Request: Repeat every one of the records below verbatim, leaving each line unchanged.
** Begin Data to process **
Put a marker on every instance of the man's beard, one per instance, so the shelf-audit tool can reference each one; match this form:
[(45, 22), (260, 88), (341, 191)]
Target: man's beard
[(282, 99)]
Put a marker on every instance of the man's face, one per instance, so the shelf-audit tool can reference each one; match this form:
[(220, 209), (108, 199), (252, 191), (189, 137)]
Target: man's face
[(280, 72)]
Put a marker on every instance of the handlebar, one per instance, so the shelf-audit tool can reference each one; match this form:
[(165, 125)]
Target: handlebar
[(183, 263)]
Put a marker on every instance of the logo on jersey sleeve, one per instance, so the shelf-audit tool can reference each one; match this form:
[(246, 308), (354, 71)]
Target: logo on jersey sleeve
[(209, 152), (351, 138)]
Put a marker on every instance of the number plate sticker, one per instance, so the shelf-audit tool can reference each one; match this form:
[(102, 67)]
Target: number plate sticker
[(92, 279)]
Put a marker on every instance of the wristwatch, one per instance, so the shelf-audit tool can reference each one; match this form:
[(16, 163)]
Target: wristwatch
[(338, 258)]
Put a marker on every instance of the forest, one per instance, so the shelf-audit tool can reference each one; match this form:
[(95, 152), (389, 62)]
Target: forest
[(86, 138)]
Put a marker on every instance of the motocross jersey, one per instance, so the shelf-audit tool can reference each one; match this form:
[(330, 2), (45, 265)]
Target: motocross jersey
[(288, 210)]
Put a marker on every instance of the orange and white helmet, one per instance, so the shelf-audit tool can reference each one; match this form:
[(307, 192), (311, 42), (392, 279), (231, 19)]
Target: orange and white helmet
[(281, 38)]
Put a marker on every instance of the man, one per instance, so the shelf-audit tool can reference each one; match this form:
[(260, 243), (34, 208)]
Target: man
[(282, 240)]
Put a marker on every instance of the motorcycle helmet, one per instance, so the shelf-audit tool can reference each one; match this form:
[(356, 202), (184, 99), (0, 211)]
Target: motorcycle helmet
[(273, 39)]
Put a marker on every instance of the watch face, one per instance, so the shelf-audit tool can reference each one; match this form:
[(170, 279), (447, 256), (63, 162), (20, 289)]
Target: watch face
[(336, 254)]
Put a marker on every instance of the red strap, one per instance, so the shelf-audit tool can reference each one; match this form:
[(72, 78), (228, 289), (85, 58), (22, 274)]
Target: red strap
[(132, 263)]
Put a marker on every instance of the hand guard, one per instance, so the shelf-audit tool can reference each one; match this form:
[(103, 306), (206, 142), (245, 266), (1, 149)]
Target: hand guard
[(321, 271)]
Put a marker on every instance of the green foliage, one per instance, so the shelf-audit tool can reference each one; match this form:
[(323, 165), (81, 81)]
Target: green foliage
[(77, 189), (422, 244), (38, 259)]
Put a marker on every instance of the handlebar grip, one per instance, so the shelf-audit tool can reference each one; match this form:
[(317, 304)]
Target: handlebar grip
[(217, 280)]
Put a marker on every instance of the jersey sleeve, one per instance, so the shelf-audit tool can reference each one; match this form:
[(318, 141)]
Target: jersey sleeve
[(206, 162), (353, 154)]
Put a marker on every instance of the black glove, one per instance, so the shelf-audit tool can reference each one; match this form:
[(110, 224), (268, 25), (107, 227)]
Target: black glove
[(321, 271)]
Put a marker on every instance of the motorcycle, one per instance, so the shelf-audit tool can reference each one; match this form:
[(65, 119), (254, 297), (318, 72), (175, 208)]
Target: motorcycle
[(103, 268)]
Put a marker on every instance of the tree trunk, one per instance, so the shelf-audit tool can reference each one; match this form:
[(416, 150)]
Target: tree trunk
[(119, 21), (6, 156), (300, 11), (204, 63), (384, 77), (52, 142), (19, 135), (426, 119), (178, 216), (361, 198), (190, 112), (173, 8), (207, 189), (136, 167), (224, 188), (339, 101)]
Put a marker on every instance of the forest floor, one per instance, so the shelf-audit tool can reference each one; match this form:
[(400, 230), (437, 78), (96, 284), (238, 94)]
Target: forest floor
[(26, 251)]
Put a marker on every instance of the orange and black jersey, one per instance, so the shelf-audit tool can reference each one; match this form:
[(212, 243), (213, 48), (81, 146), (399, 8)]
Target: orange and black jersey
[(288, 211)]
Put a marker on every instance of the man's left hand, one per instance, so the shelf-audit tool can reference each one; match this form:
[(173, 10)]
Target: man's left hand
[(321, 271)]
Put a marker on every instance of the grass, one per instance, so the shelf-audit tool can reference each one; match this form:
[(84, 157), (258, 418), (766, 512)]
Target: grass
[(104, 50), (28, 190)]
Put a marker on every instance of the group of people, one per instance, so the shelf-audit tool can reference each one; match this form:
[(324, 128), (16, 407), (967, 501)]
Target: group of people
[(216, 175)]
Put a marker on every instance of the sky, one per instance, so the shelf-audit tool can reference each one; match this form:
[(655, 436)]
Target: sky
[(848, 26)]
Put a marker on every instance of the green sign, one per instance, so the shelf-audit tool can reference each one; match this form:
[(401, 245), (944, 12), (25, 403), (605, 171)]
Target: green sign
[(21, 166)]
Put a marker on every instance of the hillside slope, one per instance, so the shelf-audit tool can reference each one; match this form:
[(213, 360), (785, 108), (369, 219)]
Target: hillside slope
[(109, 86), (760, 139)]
** End Data to process **
Correct result:
Put a marker on every instance of the man's beard, one per instance, so the shelf-audit tool can reference each one; match this form:
[(45, 22), (260, 88), (341, 191)]
Target: man's beard
[(282, 99)]
Put a marker on every instance of the man's face, one per instance, so the shelf-audit tool can reference each one; match this form:
[(220, 209), (108, 199), (252, 191), (189, 137)]
Target: man's face
[(280, 72)]
Put a marker on every instance of the handlebar, one per instance, so the shelf-audit tool can reference each one; match this form:
[(165, 125)]
Target: handlebar
[(183, 263)]
Put a marker on every instance of the logo on jersey sleeve, one per instance, so the shelf-audit tool can reference each one; match this form:
[(246, 308), (354, 71)]
Target: logo on jersey sleeve
[(209, 152), (351, 138)]
Put a marker on every instance of the number plate sticker, one per instance, so the shelf-audit tool can reference each one; match this form:
[(102, 67)]
Target: number plate sticker
[(92, 279)]
Put a marker on every instance of the wristwatch, one per instance, so the shelf-audit tool can reference each one; match this form:
[(16, 163)]
Target: wristwatch
[(338, 258)]
Put a marker on every instance of the forest, one per instance, so the shelf-audit tool can reference each one; match this form:
[(95, 152), (389, 62)]
Target: forest
[(86, 138)]
Put a marker on every instance of the motocross jersey, one per instance, so the shelf-audit tool can reference each one; match this form:
[(330, 2), (45, 265)]
Target: motocross jersey
[(288, 210)]
Put a marker on every instance of the orange and white helmet, one per instance, so the shelf-audit tool can reference each one; match this form:
[(307, 192), (311, 42), (392, 279), (231, 19)]
Target: orange and white helmet
[(281, 38)]
Put a marker on every instance of the man, one per instance, so the shelf-audit tool can reference each one; match this form:
[(260, 243), (34, 208)]
Target: man
[(282, 240)]
Put a marker on every instance of the motorcycle helmet, one per instance, so the shelf-audit tool can reference each one; match this form:
[(356, 202), (184, 99), (0, 211)]
Target: motorcycle helmet
[(273, 39)]
Put a marker on every instance of the watch face, one per instance, so the shelf-audit tool can reference each one; match this form:
[(170, 279), (447, 256), (63, 162), (20, 289)]
Target: watch face
[(336, 254)]
Put a marker on every instance of the red strap, one per instance, so the shelf-audit tool can reference each one; match this form:
[(72, 78), (228, 289), (85, 58), (22, 274)]
Target: red strap
[(132, 263)]
Put a marker on every instance of the hand guard, one per instance, so the shelf-audit tool can reference each one; match this form:
[(103, 306), (206, 142), (245, 266), (1, 149)]
Target: hand guard
[(321, 271)]
Put a marker on every instance of the green foliage, one per instance, so the shelf-audit tool can reference each one; match this form:
[(323, 165), (81, 81)]
Target: green foliage
[(77, 189), (422, 244), (38, 259)]
Put a marker on every instance of the handlebar grip, one per instance, so the shelf-audit tool can reference each one; match this form:
[(317, 304)]
Target: handlebar grip
[(217, 280)]
Put a marker on every instance of the jersey sleeve, one per instance, so the shelf-audit tool can reference each one; match this form:
[(318, 141)]
Target: jersey sleeve
[(206, 162), (353, 154)]
Put a marker on every instance of the black glove, one per instance, so the shelf-audit tool can reference each one; match this form:
[(110, 224), (268, 25), (107, 227)]
Target: black glove
[(321, 271)]
Put a marker on every instance of the motorcycle, one per instance, so the shelf-audit tool can reference each one; match this form:
[(65, 119), (254, 297), (318, 72), (175, 208)]
Target: motorcycle
[(103, 268)]
Put a marker on every instance of the tree trunk, one per instance, so the shelf-audit tool can reference each one; match this form:
[(416, 150)]
Target: tree trunk
[(119, 21), (6, 156), (300, 11), (204, 63), (384, 77), (52, 142), (19, 135), (426, 119), (178, 216), (361, 198), (190, 112), (173, 8), (207, 189), (136, 167), (224, 188), (339, 101)]
Put a marker on every instance of the forest floor, one per instance, so the shelf-audit tool can reference each one; match this form:
[(400, 230), (437, 78), (96, 284), (238, 94)]
Target: forest floor
[(26, 251)]
Put a marker on every instance of the orange and black jersey, one per instance, so the shelf-audit tool can reference each one; match this form:
[(212, 243), (213, 48), (81, 146), (399, 8)]
Target: orange and black jersey
[(288, 211)]
Put a marker on every instance of the man's left hand, one per instance, so the shelf-audit tool can reference each one; match this form:
[(173, 10)]
Target: man's left hand
[(321, 271)]
Put a marker on every instance of the grass, one per instance, so the shelf-audit tool can reference each one; match this form:
[(84, 157), (258, 418), (766, 512)]
Target: grass
[(104, 50), (28, 190)]
Put a marker on every instance of the group of people, one per instance, so the shelf-audit tool can reference each one; match this form:
[(324, 128), (16, 407), (967, 501)]
Target: group of people
[(216, 175)]
Put a marker on every instance of the sky, one per instance, so the shelf-audit tool can reference each one; match this form:
[(655, 436)]
Target: sky
[(848, 26)]
Put a marker on every instance of the green sign, one per instance, so the shelf-audit tool can reference each one; match this form:
[(401, 245), (944, 12), (25, 403), (605, 171)]
Target: green sign
[(21, 166)]
Put a marker on every instance of the hillside slope, one per instance, so the shelf-audit tool can reference each one; match this form:
[(213, 360), (785, 108), (369, 219)]
Target: hillside slope
[(109, 86), (760, 139)]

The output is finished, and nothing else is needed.